Data extracted from a collection →
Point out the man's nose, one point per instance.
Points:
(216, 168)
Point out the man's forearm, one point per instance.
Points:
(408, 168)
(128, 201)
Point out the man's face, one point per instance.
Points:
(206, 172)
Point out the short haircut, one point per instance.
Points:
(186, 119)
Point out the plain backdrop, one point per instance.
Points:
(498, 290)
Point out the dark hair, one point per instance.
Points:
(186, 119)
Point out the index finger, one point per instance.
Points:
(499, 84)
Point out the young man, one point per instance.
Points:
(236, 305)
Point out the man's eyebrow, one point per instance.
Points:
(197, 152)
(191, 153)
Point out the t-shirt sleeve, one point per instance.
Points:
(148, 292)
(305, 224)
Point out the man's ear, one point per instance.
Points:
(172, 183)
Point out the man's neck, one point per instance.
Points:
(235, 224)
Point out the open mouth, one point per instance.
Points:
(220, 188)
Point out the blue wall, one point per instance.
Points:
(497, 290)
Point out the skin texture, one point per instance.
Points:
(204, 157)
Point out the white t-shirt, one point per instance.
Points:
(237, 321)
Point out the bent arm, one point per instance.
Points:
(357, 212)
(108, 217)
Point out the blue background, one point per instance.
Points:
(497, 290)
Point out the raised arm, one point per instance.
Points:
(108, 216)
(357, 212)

...

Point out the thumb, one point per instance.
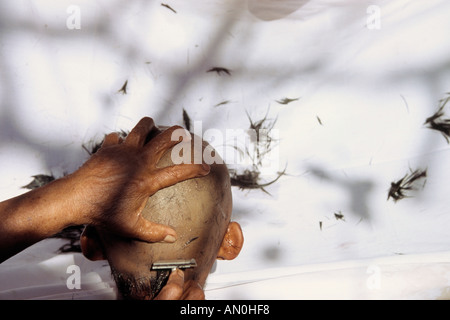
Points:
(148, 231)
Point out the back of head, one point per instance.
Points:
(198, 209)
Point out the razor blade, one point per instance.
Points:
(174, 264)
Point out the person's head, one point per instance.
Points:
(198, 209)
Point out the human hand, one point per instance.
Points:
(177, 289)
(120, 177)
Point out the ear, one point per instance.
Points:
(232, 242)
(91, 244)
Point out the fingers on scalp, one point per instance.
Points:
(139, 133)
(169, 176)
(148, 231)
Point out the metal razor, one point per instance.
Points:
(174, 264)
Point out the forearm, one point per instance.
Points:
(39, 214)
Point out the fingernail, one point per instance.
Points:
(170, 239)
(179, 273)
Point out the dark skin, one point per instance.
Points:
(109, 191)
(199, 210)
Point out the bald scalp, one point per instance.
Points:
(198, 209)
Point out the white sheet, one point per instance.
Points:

INSTRUCTIONS TO FOLLOW → Search the data above for the string "scalp" and return every line that has it.

RESULT →
Point out the fingers on scalp, one point per instance.
Point out the bald scalp, one point per instance.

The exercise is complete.